Stated problem 1 = According to the passage on the BLH AS-616 locomotive, between which years did Baldwin-Lima-Hamilton build it?
Stated problem 2 = In the passage on the BLH AS-616 locomotive, rewrite the text from "Original owners" up to and including "AS-616 filled easily.", substituting "chassis" for "frame".
Stated problem 3 = Carry on the passage about the BLH AS-616 locomotive, starting after its final sentence.

Provided passage =
• • • • • • •
The BLH AS-616 was a  C-C diesel-electric locomotive built by Baldwin-Lima-Hamilton between 1950 and 1954. Nineteen railroads bought 214 locomotives, and two railroads bought seven cabless B units. The AS-616 was valued for its extremely high tractive effort, far more than any comparable ALCo or EMD product. It was used in much the same manner as its four-axle counterpart, the AS-16, and its six-axle sister, the AS-416, though the six-traction motor design allowed better tractive effort at lower speeds.

Original owners

Design
The AS-616 was very similar to the previous model, the Baldwin DRS-6-6-1500, riding on the same basic frame and sharing the same body. The design was very simple, lacking the 1950s styling of the competing EMD F3 and ALCO FA. The utilitarian design was valued for switching jobs, a position the AS-616 filled easily.

The AS-616 would be the company's best selling road switcher of all time, and the builder's third greatest selling diesel electric model of all time.

Redesign
In 1954, BLH (believing the utilitarian design of their road switchers was the cause of their overall failure on the market) redesigned their entire roster of locomotives, with all gaining new abilities. The most notable effect of the redesign was the raising of the roof on all their road switchers, causing the roof to take the shape of a triangular prism. Only a few units were sold with this design, as failing sales had dropped to their lowest at the time. BLH began offering dynamic braking on all road switchers, though the AS-616 was already offered with optional dynamic brakes.
• • • • • • •
Data extract =
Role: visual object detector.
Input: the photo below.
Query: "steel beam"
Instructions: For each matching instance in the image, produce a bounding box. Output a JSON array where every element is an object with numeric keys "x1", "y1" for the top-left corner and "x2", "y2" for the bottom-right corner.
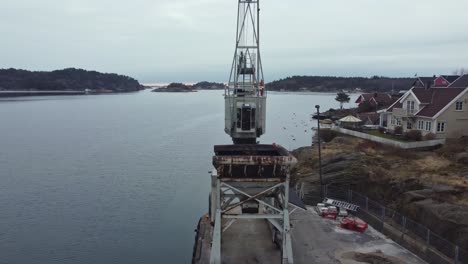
• • • • • • •
Right answer 1 = Between 1950 and 1954.

Right answer 2 =
Original owners

Design
The AS-616 was very similar to the previous model, the Baldwin DRS-6-6-1500, riding on the same basic chassis and sharing the same body. The design was very simple, lacking the 1950s styling of the competing EMD F3 and ALCO FA. The utilitarian design was valued for switching jobs, a position the AS-616 filled easily.

Right answer 3 =
Usage
Despite being marketed as a road switcher (like the EMD SD9 and ALCO RSD-4 of the same time period), the AS-616 saw most use as a heavy switcher. The impressive tractive effort and GSC rigid bolster trimount trucks appealed to roads with heavy hump yards (such as Southern Pacific). Ultimately, while many saw road service, the AS-616 was a switcher that was far ahead of its time.

BLH offered more options on the AS-616 in comparison to the DRS-6-6-1500, with some units gaining boilers, and others gaining dynamic braking. BLH also offered Multiple-unit train control on the AS-616, though  many roads bought the unit purely for switching, opting out of MU. Some units that lacked MU were given MU by the parent company (or by an associate) depending on the road's preference.

By the 1970s almost all AS-616s had been scrapped or sold. A select few railroads-Trona Railway being a major operator- kept their diesels running far past their builder's lifetime.

Preservation
Nine AS-616 diesels are preserved.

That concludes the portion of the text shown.